→ **WHAT YOU SHOULD DO**
Copy every line below precisely as it appears.
============
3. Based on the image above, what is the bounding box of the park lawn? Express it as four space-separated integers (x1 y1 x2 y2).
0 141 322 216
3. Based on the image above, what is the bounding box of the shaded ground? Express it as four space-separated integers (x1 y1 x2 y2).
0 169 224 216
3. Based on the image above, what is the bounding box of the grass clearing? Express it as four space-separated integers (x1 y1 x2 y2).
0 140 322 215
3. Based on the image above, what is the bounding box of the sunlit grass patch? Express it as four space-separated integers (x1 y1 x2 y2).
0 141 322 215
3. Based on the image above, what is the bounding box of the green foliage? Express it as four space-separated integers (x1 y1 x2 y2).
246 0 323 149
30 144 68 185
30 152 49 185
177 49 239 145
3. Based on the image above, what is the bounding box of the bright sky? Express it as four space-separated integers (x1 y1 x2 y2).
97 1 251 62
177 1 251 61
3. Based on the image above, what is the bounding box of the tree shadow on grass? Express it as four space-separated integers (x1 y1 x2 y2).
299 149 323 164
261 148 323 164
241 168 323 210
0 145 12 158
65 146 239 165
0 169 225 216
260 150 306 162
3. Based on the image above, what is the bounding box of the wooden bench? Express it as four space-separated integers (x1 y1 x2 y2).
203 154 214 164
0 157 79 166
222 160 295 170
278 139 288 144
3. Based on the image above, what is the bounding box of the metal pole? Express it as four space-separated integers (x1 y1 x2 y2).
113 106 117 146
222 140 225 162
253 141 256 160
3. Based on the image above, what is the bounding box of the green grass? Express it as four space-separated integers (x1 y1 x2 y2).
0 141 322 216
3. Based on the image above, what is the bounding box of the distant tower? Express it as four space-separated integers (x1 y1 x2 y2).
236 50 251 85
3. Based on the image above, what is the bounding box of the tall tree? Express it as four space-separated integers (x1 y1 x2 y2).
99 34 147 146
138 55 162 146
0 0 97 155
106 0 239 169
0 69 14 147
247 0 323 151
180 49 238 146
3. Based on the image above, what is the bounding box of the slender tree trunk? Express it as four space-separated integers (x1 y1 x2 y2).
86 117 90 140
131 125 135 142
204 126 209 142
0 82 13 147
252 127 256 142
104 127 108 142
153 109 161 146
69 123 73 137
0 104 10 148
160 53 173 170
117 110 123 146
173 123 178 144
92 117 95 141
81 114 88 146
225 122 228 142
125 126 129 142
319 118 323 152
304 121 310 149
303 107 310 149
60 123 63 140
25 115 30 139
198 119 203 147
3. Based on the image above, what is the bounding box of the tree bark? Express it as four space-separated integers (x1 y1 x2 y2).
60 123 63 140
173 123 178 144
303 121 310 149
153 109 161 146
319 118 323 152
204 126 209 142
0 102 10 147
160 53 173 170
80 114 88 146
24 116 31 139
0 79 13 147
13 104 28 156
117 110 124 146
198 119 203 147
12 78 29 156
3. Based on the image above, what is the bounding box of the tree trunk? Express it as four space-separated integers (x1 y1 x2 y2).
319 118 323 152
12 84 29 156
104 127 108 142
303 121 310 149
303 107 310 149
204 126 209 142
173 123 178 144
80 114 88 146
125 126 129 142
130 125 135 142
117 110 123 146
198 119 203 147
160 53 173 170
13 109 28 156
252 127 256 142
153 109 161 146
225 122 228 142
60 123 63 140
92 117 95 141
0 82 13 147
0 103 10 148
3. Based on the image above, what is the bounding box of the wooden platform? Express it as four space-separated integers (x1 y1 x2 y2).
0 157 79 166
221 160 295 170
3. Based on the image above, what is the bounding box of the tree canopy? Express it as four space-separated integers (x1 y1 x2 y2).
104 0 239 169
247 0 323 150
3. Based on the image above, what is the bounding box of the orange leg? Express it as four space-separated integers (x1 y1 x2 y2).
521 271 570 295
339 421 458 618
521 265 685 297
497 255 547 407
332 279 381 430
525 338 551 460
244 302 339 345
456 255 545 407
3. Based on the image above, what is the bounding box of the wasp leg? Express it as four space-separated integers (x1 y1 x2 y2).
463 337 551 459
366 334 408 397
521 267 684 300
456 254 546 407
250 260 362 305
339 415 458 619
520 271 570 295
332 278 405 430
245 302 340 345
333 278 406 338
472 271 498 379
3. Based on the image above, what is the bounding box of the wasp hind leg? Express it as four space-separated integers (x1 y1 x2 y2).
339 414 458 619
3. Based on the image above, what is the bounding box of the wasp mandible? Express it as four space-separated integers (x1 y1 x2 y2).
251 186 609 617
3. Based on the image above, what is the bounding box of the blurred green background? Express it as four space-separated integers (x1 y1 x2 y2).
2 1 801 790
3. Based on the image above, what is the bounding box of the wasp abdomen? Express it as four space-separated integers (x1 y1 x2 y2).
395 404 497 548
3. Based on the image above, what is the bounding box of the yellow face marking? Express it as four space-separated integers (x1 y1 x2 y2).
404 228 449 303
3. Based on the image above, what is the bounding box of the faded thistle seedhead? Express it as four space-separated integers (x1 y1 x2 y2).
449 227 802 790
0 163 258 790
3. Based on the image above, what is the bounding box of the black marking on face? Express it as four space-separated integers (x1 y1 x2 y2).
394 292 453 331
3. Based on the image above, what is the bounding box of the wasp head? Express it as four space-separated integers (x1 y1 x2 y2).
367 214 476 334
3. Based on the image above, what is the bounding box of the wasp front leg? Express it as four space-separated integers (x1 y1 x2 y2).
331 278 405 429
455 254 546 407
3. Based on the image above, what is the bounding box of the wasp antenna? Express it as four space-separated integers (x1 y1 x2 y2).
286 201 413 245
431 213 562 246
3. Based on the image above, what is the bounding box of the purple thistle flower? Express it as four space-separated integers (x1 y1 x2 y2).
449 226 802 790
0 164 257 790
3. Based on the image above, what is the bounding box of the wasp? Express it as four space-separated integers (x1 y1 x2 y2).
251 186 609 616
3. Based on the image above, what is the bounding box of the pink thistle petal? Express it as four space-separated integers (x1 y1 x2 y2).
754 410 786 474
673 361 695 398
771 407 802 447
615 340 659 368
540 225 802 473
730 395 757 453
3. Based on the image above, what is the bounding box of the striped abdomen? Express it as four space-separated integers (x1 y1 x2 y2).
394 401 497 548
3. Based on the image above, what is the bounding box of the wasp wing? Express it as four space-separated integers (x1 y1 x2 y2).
============
→ **ANSWER TO THE EXERCISE**
3. Based on the image above, what is the bounding box of the park lawn? Express it as four space-separated integers (x1 y1 x2 y2).
0 141 322 216
3. Based on the image above, what is the bounding box of the shaded ground? Express it as four space-separated integers (x1 y1 x2 y2).
0 169 224 216
3. Based on the image above, what is the bounding box of the grass clearing? Express it as four space-separated integers (x1 y1 x2 y2).
0 140 322 215
3. Based on the image above, what is the bounding box of the sunlit grass patch? Express it as four space-separated integers (x1 y1 x2 y2).
0 141 322 215
3. Based on the image above, what is the bounding box of the green foliage? Express it as four space-separated integers (x1 y1 x2 y2).
246 0 323 149
30 144 68 185
30 152 49 185
177 49 239 145
3. Based on the image above, what is the bounding box of the bright sky? Express it as four space-separated integers (x1 y1 x2 y2).
97 1 251 62
177 1 251 61
3. Based on the image above, what is the bounding box of the tree shadow on grass? Express it as four space-separated integers (x1 y1 x2 y2).
299 149 323 164
261 148 323 164
241 168 323 210
0 145 12 158
65 146 239 165
0 169 225 216
260 150 306 162
3. Based on the image above, what is the bounding box of the wooden bench? Express it as four space-separated integers (x1 y1 x2 y2).
203 154 214 164
0 157 79 166
222 160 295 170
278 139 288 144
3. Based on the image above, what is the bounding box of the metal pole? Express it as four space-separated integers (x1 y1 x2 y2).
113 106 117 146
222 140 225 162
253 141 256 160
3. Based on the image above, what is the bounding box of the green grass? Express it as four space-separated integers (x1 y1 x2 y2).
0 141 322 216
3. Based on the image above, what is the bounding box of the distant tower? Express it as four space-separated integers (x1 y1 x2 y2).
236 50 251 85
3. Based on the image above, what is the bounding box of the tall tree? Express it as four space-separated integers (x1 y1 x2 y2).
99 34 147 146
138 55 162 146
0 0 97 155
106 0 239 169
0 69 14 147
247 0 323 151
180 49 238 146
3. Based on the image above, what is the bounding box of the slender tree trunk? Express it as four space-separated integers (x1 y1 x2 y2).
86 117 90 140
131 125 135 142
204 126 209 142
0 82 13 147
252 127 256 142
104 127 108 142
153 109 161 146
69 123 73 137
0 104 10 148
160 53 173 170
117 110 123 146
173 123 178 144
92 117 95 141
81 114 88 146
225 122 228 142
125 126 129 142
319 118 323 152
304 121 310 149
303 107 310 149
60 123 63 140
25 115 30 139
198 119 203 147
3. Based on the image above, what is the bounding box of the tree bark? Express it as four space-separated integers (x1 y1 x2 y2).
60 123 63 140
173 123 178 144
303 121 310 149
153 109 161 146
319 118 323 152
204 126 209 142
0 102 10 147
160 53 173 170
80 114 88 146
24 116 31 139
0 79 13 147
13 104 28 156
117 110 124 146
198 119 203 147
12 78 29 156
3. Based on the image above, what is the bounding box of the tree trunk? Express it as four space-separated integers (x1 y1 x2 y2).
319 118 323 152
12 84 29 156
104 127 108 142
303 121 310 149
303 107 310 149
204 126 209 142
173 123 178 144
80 114 88 146
125 126 129 142
130 125 135 142
117 110 123 146
198 119 203 147
160 53 173 170
13 109 28 156
252 127 256 142
153 109 161 146
225 122 228 142
60 123 63 140
92 117 95 141
0 82 13 147
0 103 10 148
3. Based on the image above, what is the bounding box of the wooden platform? Express it as four space-separated integers (x1 y1 x2 y2).
0 157 79 166
221 160 295 170
3. Based on the image above, what is the bounding box of the tree canopy? Express it as four space-separated integers (x1 y1 x2 y2).
104 0 239 169
247 0 323 150
3. Based on the image above, what is the bounding box of the orange leg? Express it as four space-separated integers (x1 y1 x2 y2).
521 271 570 295
339 421 458 618
521 265 685 297
497 255 547 407
332 279 381 430
525 338 551 460
244 302 339 345
456 255 545 407
3. Based on the image above, what is the bounding box of the wasp leg? Express it as four space-separated integers (x1 y1 x2 y2).
463 337 551 459
366 334 408 397
521 267 684 300
456 254 546 407
250 260 362 305
339 415 458 619
520 271 570 295
332 278 405 430
245 302 340 345
333 278 406 338
472 271 498 379
3. Based on the image above, what is the bounding box of the wasp hind leg? Express it as four space-separated integers (x1 y1 x2 y2).
339 414 458 619
3. Based on the image above, what is the bounding box of the wasp mandible? Express it as four space-separated integers (x1 y1 x2 y2).
251 186 609 617
3. Based on the image above, what is the bounding box of the blurred green background? Express it as four space-separated integers (x1 y1 x2 y2).
2 1 801 790
3. Based on the image above, what is the bounding box of the wasp abdomen? Express it as four space-separated integers (x1 y1 x2 y2).
395 404 497 548
3. Based on the image above, what is the bounding box of the yellow face marking? Express it as four space-separated integers (x1 y1 x2 y2).
404 228 449 303
3. Based on the image above, what is the bounding box of the faded thistle seedhead? Express it as four space-separated integers (x1 y1 x2 y2).
449 227 802 790
0 163 258 790
3. Based on the image above, what is the bounding box of the black marking on face? Express it as four space-separated integers (x1 y1 x2 y2).
394 292 453 331
3. Based on the image above, what is the bounding box of the wasp head? Express it as four space-separated integers (x1 y1 x2 y2).
367 214 476 334
3. Based on the image above, what is the bounding box of the wasp front leg? Express it as four space-separated integers (x1 y1 x2 y2).
331 278 405 429
455 254 546 407
3. Based on the image above, what is the bounding box of the wasp antenna? Express it as four space-separated integers (x1 y1 x2 y2).
286 201 413 245
431 213 562 246
3. Based on the image above, what is the bounding box of the purple thistle flower? Express it as four space-separated integers (x1 y1 x2 y2).
449 226 802 790
0 164 257 790
3. Based on the image above, what is the bounding box of the wasp? Express it as four space-separated integers (x1 y1 x2 y2).
251 186 609 616
3. Based on the image above, what is the bounding box of the pink thistle petal? Express it as four space-separated integers (x1 y1 x2 y2).
754 410 786 474
673 361 695 398
771 407 802 447
615 340 659 368
540 225 802 473
730 395 757 453
3. Based on the image above, what is the bounding box of the striped abdomen? Express it as four space-separated integers (x1 y1 x2 y2).
394 401 497 548
3. Based on the image above, what is the bounding box of the wasp wing? Express it as four space-separated integers (x1 y1 x2 y2).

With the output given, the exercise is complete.